** begin **
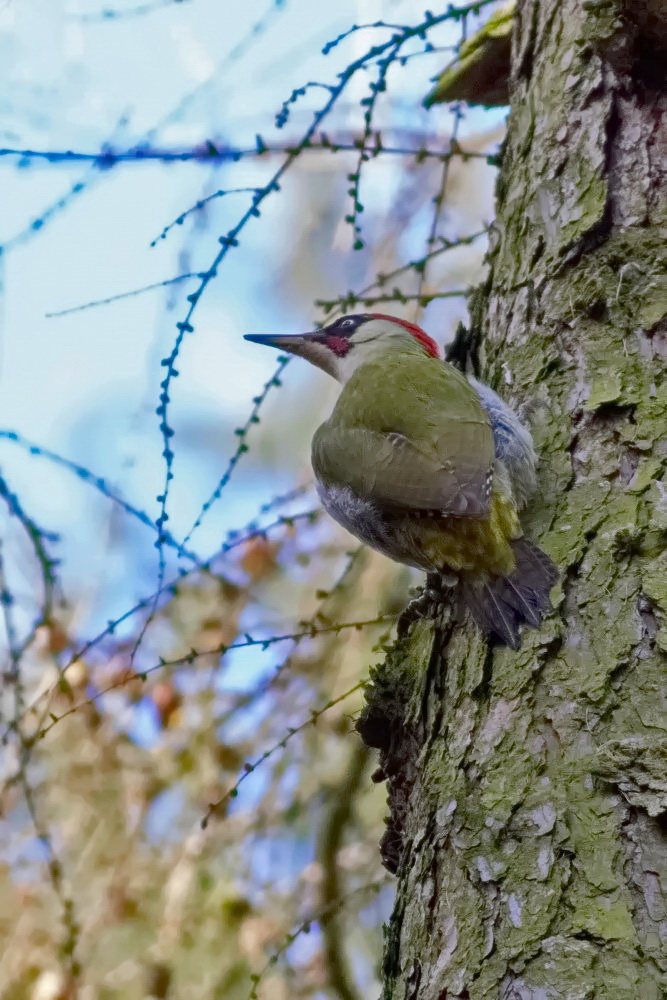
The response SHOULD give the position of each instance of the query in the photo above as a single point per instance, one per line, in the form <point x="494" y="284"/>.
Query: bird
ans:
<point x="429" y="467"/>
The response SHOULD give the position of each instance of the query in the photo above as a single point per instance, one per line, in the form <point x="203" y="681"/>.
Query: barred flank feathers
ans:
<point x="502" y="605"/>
** end **
** begin **
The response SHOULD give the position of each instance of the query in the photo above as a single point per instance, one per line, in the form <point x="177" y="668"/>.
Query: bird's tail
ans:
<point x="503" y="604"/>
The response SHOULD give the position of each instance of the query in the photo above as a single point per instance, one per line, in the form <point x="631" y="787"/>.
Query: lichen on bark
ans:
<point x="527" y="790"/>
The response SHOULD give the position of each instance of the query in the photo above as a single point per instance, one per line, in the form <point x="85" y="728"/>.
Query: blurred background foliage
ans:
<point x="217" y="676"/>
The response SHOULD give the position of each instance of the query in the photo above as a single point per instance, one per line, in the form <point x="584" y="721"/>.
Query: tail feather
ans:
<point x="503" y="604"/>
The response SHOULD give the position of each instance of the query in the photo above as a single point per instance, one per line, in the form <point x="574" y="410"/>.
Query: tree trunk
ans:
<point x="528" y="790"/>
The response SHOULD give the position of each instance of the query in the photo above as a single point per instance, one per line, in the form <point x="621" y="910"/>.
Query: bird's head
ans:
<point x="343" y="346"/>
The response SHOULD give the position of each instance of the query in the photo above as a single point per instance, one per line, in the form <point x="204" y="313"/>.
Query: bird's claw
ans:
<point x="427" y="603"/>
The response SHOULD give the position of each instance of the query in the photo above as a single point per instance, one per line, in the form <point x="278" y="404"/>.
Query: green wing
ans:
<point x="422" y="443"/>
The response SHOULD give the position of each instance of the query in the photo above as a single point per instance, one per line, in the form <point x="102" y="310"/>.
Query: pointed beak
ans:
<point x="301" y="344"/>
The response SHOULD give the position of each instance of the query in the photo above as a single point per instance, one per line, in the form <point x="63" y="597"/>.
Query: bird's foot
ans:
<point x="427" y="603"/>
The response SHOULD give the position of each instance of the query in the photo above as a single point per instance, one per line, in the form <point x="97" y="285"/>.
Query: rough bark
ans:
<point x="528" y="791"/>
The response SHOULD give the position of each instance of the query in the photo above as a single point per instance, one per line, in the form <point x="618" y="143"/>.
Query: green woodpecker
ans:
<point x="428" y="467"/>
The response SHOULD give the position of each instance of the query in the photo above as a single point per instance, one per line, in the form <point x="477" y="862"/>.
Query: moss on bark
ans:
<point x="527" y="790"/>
** end **
** begin **
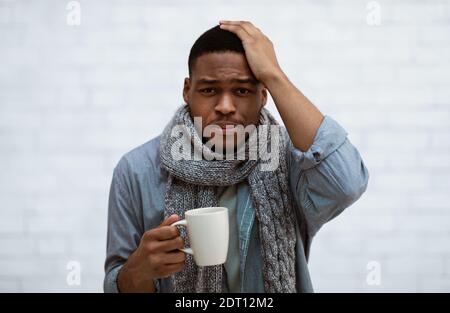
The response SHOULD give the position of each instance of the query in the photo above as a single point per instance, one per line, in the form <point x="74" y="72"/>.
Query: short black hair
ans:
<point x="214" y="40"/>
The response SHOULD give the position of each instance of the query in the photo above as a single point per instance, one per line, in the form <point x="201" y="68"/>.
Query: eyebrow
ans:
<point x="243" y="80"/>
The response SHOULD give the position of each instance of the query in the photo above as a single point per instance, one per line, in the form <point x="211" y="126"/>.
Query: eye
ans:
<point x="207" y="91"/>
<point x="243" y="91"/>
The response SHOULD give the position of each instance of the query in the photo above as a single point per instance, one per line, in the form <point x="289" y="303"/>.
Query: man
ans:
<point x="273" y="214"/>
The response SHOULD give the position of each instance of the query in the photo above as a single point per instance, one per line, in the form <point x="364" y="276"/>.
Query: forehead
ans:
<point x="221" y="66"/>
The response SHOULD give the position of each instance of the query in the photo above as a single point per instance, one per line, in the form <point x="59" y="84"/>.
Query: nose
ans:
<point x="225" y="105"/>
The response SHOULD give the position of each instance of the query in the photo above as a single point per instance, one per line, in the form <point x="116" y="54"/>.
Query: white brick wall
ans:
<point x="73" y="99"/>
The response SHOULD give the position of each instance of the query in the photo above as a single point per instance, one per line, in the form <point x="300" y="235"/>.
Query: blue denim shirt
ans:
** end **
**REQUEST:**
Return every line of the rows above that contains the word "bird". Case counts.

**OUTPUT FOR THIS TASK:**
Query: bird
Query: bird's tail
Query: bird's head
Query: bird's claw
Query: bird's foot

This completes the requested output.